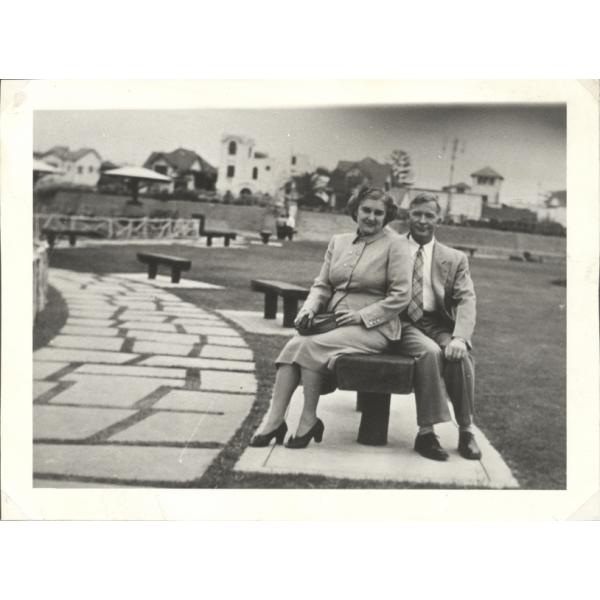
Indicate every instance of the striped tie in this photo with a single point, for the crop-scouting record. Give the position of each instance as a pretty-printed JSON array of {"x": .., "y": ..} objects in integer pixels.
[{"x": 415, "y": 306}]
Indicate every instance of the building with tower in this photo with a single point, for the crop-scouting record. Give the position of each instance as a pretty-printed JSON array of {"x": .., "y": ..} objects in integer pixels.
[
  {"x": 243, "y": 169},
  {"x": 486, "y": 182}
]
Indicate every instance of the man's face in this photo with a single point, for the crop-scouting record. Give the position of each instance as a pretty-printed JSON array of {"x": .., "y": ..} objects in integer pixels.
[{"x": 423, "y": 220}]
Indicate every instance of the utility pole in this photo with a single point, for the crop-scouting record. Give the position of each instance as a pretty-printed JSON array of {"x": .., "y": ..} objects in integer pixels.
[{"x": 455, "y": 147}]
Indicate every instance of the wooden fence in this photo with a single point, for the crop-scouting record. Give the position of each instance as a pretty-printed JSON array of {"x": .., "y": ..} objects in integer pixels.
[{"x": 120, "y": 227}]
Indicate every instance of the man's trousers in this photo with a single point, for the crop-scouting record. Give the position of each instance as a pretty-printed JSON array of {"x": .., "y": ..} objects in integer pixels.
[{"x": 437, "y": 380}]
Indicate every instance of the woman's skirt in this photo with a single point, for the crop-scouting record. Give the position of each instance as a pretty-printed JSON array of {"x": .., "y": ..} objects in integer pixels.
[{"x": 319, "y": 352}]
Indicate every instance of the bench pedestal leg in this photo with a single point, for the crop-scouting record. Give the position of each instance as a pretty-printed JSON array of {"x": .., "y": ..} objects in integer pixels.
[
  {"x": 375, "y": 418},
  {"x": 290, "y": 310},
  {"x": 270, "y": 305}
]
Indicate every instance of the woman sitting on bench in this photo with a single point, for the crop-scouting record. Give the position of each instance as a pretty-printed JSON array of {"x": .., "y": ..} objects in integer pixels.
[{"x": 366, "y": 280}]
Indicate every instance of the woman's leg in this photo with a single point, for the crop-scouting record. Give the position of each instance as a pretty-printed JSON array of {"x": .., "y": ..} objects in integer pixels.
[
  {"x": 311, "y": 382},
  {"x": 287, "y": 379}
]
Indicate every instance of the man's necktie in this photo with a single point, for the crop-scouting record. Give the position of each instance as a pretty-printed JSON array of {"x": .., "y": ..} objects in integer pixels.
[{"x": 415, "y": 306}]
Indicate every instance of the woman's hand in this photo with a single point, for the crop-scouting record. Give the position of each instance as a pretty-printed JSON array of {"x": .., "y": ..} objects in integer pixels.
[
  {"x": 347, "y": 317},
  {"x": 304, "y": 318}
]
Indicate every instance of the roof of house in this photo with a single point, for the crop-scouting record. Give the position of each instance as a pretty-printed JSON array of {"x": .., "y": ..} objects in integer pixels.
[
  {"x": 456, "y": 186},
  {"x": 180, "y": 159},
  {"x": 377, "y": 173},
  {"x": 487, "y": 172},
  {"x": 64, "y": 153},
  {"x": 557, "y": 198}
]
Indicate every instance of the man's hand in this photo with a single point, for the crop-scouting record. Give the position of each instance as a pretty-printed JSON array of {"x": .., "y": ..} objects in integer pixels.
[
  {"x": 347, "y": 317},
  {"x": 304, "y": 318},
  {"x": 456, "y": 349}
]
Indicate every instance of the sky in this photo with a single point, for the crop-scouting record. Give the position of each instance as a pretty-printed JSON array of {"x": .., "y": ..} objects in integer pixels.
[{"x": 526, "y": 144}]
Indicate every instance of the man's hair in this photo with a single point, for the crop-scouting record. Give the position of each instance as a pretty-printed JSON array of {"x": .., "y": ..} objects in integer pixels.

□ □ □ □ □ □ □

TASK TO COMPLETE:
For each record above, write it out exactly and omit any picture.

RESPONSE TO THIS EXERCISE:
Indicate every instance of the striped tie in this photo with a single point, for the crop-scouting record. Give the position of each instance as a pretty-printed JSON array of {"x": .., "y": ..} objects in integer pixels.
[{"x": 415, "y": 306}]
Indicate every instance of the building with tower in this photo with a single point, for the crop-scouting record. Give the position of each instance as a pretty-printed JSON array of {"x": .., "y": ..} objects in integer pixels.
[
  {"x": 243, "y": 169},
  {"x": 486, "y": 182}
]
Indicate every instance of the man's face in this photo with a single point, for the crop-scouting record. Give the position of each instance as a pretty-printed JSON array of {"x": .., "y": ..} objects in integer pixels.
[{"x": 423, "y": 220}]
Indicate every instance of the utility pole in this photo with a single point, for the crop-scouting record. Give the position of each instance as a pretty-printed JSON array of {"x": .., "y": ..} objects in integer pixels.
[{"x": 455, "y": 147}]
Indicate every instance of the wooden fence in this photo with a single point, for the crop-scouting record. Give the position of each instance as a pretty-printed JSON array of {"x": .., "y": ..} objects in integer pixels.
[{"x": 120, "y": 227}]
Indicate every instance of the man's trousers in this photo with a single point, for the crop-scouting record. Give the position of each instance as a pretty-printed JSON array of {"x": .., "y": ..} objects in integer pixels.
[{"x": 437, "y": 380}]
Indicate every instance of the woman's skirt in this photo with a single point, for the crop-scouting record. Give the position of each instance as a pretty-printed JSON array of {"x": .., "y": ..} objects in integer pixels.
[{"x": 319, "y": 352}]
Indicate every instance of the bench pedestal leg in this photo with a single point, for the crop-scouting record. Give the position of each instance as a pretty-printed JSON array of {"x": .., "y": ..} objects in integer pixels.
[
  {"x": 375, "y": 418},
  {"x": 290, "y": 310},
  {"x": 270, "y": 305}
]
Indicate every instance of the woman sitting on bench in this photo with a single point, for the crop-scouting record. Give the position of each instance as a pretty-printed JSON array of {"x": .., "y": ..} objects in integer pixels.
[{"x": 366, "y": 280}]
Indicate every instance of the woman's leg in this photo with a single point, for the crop-scouting record. Give the position of each instance as a pretty-printed JSON array of {"x": .., "y": ..} objects in integer pixels.
[
  {"x": 311, "y": 382},
  {"x": 287, "y": 379}
]
Indicate every instance of the man's necktie in this photo with a single point, for the crop-scouting record. Give the position of each instance as a pretty-printed JSON array of {"x": .., "y": ..} objects in integer pixels.
[{"x": 415, "y": 306}]
Indicate every instance of the woman's hand in this photo with a single point, for the crop-scouting record. Give the position of each instance as a pretty-printed JSON array of {"x": .., "y": ..} objects in integer pixels.
[
  {"x": 347, "y": 317},
  {"x": 304, "y": 318}
]
Indicate every instance of the roof of house in this photo with a single point, for the crop-scouting record. Give the position of each instance as a pretty-printed JSON array of {"x": .., "y": ..} objects in integer pixels.
[
  {"x": 456, "y": 186},
  {"x": 180, "y": 159},
  {"x": 377, "y": 173},
  {"x": 487, "y": 172},
  {"x": 64, "y": 153},
  {"x": 557, "y": 198}
]
Indicate every instance of the man's hand in this photo with a single point, for the crop-scouting record. Give the position of each instance as a pretty-printed JSON array of {"x": .., "y": ..} objects in integer pixels.
[
  {"x": 347, "y": 317},
  {"x": 304, "y": 318},
  {"x": 456, "y": 349}
]
Indicate every instance of the sky in this photo with a single point, for the crop-scouting record. Give the position of each instance as a pretty-printed JSON array of {"x": .., "y": ..} objects in integer pixels.
[{"x": 526, "y": 144}]
Indicate every instance of the man's hair in this photo with a single point, for the crop-scouting record. Give the position of each instance as a pretty-printed JSON array of {"x": .., "y": ..} objects in integer pixels.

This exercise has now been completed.